## STUDY MATERIAL:
-------
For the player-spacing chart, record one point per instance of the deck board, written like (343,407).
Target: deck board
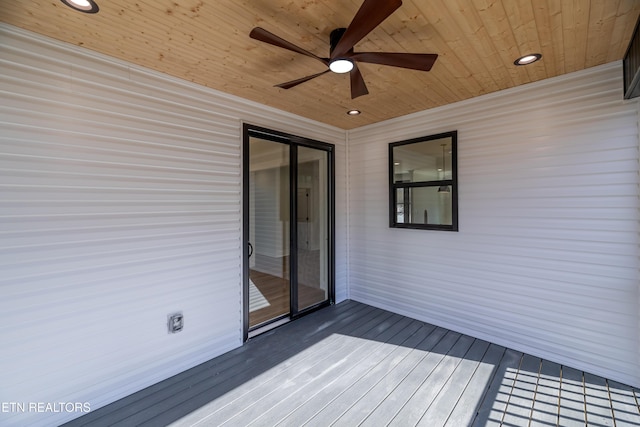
(352,364)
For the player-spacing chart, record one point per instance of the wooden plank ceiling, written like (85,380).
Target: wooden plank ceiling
(207,42)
-------
## DESCRIPTION OF THE TASK:
Apart from the pictures, repeat every entry exactly.

## SOLUTION TO THE EXERCISE:
For the player-spacing chart, record one point per instance of the deck board, written like (343,407).
Target: deck board
(352,364)
For the player-spacing chart, record one point per instance of the wooden plank ceiling, written like (85,380).
Target: wooden plank ceiling
(207,42)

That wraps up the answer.